用いる機器が医療用であるか否かを問わず、HIFUを人体に照射し、細胞に熱凝固(熱傷、急性白内障、神経障害等の合併症のみならず、HIFU施術が目的とする顔・体の引き締めやシワ改善等も含む。)を起こさせ得る行為(以下「本行為」という。)は、医師が行うのでなければ保健衛生上危害を生ずるおそれのある行為であり、医師免許を有しない者が業として行えば医師法第17条に違反すること。

まず文頭の“用いる機器が医療用であるか否かを問わず”という部分。医療機器であれば医師法の適応を受けますが医療用とされていない機器も含めるというわけです。最初にことわっています。そしてHIFUを照射して細胞に熱凝固を起こさせる行為は(実質医行為であるとして)、医師免許を持たない者が業として行えば医師法違反となると明言しました。細かく説明すると法律上違反とされる行為として“医師が行うのでなければ保健衛生上危害を生ずるおそれのある行為”という表現を用います。すなわちこれらを医行為とみています。危害が生じたらそれはもちろん違反行為。いえいえ美容目的で行う施術ですから医行為などではありませんよ、という言い訳を認めない内容だと私は受けておりました。

そして医師法第17条。医師法は医師に関係する法律なのですがその第17条は『第十七条 医師でなければ、医業をなしてはならない。』というもの。国家資格の業務独占について規定しています。医業とは“医行為を業とすること”。業とする、とは反復継続の意思を持って行うこと、と解釈されて、簡単に言うと仕事として行うことです。そのためHIFU施術が実質医行為に該当すると判断されるのです。

通達により医師でない者がHIFU施術を業として行うことは医師法第17条違反になるとしています。これはかなり重たいことで、医師法第31条では

第三十一条 次の各号のいずれかに該当する者は、三年以下の懲役若しくは百万円以下の罰金に処し、又はこれを併科する。

一 第十七条の規定に違反した者

と罰則が規定しており、非医師がHIFU施術を業として行った場合は3年以下の懲役あるいは100万円以下の罰金、又はその両方を課される可能性が出てくるのです。似たような法律にあはき法第12条という医業類似行為を禁止するものがありますが、それよりも医師法第17条の方がずっと罰則が重たいのです。これにより医師免許を持たないエステティシャンがHIFU施術を繰り返せば逮捕、起訴されるかもしれなくわけなのです。

 

続いて実施場所に関する部分を抜粋します。

第2 実施場所について

医師による本行為は、医療法(昭和23年法律第205号)第1条の2第2項に規定する医療提供施設において行うこと。

医療法とは病院、診療所、助産所の開設、管理、整備の方法などを定める法律であり、医師法が医師の行動に関するものだとしたら医療法は環境に関するものと言えます。医療法第1条の2、第2項とは以下の通り。

2 医療は、国民自らの健康の保持増進のための努力を基礎として、医療を受ける者の意向を十分に尊重し、病院診療所介護老人保健施設介護医療院調剤を実施する薬局その他の医療を提供する施設(以下「医療提供施設」という。)、医療を受ける者の居宅等(居宅その他厚生労働省令で定める場所をいう。以下同じ。)において、医療提供施設の機能に応じ効率的に、かつ、福祉サービスその他の関連するサービスとの有機的な連携を図りつつ提供されなければならない。

§ **提示項目**
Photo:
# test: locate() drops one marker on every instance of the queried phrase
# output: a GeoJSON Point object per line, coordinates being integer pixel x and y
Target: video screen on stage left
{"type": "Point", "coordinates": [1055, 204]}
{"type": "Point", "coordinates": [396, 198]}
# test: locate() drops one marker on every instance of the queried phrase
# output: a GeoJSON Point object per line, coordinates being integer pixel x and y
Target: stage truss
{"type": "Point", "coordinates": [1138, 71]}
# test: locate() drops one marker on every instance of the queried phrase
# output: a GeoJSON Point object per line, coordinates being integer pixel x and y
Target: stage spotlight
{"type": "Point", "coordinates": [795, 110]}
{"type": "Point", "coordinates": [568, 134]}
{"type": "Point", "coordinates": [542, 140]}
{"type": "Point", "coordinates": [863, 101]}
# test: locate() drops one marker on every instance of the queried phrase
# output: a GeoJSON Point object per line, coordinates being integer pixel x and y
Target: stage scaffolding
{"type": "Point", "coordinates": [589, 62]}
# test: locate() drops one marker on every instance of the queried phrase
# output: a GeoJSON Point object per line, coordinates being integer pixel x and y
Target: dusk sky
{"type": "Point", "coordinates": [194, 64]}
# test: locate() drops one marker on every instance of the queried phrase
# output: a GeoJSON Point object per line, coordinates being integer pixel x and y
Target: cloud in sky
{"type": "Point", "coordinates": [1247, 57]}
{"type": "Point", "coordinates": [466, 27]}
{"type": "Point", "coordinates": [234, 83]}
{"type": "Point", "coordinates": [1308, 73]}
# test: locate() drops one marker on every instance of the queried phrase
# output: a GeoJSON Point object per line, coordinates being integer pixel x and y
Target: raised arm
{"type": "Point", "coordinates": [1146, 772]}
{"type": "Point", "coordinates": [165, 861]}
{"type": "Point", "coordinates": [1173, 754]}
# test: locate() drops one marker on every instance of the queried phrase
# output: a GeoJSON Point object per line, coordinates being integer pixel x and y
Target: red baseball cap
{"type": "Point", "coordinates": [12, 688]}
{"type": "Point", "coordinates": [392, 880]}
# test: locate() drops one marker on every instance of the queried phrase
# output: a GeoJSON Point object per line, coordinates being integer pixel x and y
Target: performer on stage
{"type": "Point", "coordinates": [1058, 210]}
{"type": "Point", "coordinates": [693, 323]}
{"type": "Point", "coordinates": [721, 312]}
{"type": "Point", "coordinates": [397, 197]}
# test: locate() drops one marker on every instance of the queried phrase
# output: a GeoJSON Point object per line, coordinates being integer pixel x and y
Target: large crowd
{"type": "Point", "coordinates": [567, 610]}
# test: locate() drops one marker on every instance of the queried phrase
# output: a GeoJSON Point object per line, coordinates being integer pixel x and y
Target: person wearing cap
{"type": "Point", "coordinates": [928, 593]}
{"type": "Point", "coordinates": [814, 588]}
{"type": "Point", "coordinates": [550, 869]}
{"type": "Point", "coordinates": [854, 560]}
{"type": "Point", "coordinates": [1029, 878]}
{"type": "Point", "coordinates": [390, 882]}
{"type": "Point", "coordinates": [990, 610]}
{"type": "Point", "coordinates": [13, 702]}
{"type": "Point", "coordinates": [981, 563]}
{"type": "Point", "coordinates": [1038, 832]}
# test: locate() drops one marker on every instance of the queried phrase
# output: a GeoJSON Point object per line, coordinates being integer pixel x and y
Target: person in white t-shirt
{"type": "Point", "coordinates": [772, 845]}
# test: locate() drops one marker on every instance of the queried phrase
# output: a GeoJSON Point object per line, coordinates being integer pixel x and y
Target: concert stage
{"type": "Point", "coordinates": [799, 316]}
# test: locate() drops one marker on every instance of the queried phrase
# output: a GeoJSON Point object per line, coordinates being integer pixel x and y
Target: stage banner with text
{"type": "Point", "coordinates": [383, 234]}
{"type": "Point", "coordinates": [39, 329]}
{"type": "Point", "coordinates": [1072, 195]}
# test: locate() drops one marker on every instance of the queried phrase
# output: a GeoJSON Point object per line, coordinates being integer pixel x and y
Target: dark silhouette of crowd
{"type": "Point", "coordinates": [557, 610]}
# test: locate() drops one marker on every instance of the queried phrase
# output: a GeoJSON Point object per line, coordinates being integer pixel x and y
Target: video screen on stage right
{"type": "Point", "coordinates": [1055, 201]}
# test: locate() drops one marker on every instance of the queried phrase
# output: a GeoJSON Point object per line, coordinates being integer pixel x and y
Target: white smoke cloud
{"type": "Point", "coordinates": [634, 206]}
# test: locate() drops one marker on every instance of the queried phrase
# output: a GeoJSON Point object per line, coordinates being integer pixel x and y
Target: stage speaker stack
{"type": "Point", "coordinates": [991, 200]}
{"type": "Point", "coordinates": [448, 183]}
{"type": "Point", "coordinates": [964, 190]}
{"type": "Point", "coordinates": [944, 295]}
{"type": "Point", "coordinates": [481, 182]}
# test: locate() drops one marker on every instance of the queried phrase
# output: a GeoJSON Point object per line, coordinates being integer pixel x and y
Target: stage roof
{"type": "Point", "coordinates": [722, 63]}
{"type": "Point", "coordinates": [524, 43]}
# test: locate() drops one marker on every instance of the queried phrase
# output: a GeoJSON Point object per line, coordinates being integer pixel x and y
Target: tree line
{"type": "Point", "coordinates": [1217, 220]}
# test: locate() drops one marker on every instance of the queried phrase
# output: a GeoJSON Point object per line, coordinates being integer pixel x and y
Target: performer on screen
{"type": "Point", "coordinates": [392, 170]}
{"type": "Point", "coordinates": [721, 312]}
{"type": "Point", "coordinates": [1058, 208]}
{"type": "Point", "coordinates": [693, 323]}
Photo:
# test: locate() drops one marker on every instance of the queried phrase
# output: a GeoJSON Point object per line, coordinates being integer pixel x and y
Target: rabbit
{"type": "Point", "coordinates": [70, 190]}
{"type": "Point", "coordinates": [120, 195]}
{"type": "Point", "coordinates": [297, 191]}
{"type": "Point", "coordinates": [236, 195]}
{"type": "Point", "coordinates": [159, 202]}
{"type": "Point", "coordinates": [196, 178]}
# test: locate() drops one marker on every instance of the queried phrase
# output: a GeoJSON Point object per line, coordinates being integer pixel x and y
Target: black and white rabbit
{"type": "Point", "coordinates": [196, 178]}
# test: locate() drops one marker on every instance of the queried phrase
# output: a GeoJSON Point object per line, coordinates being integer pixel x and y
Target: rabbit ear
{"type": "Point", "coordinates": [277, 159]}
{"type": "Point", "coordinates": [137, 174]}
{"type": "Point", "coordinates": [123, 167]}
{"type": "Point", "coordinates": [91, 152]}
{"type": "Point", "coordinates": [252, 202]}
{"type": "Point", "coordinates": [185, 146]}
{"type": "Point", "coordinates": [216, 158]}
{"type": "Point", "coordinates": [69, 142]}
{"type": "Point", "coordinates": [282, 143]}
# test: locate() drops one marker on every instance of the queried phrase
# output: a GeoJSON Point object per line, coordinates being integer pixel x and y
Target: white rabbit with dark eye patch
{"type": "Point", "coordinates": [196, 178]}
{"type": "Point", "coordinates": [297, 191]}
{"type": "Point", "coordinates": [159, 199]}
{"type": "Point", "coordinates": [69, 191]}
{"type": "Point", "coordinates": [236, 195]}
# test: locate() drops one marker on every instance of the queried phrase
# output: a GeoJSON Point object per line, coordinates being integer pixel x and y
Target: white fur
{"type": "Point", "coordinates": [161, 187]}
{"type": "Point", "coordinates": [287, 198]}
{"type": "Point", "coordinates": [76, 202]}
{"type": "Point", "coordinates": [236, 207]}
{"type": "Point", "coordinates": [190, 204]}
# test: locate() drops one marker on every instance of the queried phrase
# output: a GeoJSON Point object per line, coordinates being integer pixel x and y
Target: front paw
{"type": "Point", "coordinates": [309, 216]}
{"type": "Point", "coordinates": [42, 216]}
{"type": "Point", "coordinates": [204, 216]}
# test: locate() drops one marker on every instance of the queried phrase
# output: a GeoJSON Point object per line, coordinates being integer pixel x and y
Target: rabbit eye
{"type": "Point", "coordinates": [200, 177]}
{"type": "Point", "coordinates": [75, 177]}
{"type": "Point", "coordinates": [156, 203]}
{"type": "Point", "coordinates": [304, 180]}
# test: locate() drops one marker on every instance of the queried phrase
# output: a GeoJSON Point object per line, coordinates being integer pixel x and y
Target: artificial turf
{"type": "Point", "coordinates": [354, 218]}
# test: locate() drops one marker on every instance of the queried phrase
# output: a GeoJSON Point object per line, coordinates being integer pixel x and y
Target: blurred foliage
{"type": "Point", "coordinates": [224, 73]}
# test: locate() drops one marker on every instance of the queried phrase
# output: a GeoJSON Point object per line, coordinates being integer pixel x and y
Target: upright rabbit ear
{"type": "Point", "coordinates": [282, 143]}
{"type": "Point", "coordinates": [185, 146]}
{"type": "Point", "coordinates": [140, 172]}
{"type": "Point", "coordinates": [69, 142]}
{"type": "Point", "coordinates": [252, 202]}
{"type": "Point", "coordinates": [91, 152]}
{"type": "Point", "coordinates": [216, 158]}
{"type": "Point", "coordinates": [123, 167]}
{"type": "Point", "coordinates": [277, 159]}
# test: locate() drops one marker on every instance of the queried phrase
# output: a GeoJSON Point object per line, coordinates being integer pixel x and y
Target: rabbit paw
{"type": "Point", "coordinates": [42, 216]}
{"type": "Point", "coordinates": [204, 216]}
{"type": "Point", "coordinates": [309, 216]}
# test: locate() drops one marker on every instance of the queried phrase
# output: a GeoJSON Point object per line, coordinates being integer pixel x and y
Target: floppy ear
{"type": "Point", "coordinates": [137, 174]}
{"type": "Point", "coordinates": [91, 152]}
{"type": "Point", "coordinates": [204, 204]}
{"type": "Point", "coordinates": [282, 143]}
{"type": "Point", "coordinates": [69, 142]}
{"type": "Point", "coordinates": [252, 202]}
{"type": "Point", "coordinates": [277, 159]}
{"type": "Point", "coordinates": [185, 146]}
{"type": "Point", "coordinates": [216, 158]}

§ **作業手順**
次の(a)〜(c)が原文の内容と一致するかを判断し、それぞれ「はい」か「いいえ」で答えたうえで、決め手となる原文の語句をそのまま引用してください。
(a) 医師法第31条では、第17条に違反した者は懲役と罰金の両方を科されることもある。
(b) 医療用ではない機器でHIFUを照射する行為は、本行為に含まれない。
(c) あはき法第12条の罰則は、医師法第17条の罰則よりも重い。

§ **出力結果**
(a) はい:「三年以下の懲役若しくは百万円以下の罰金に処し、又はこれを併科する。」
(b) いいえ:「用いる機器が医療用であるか否かを問わず」
(c) いいえ:「それよりも医師法第17条の方がずっと罰則が重たいのです」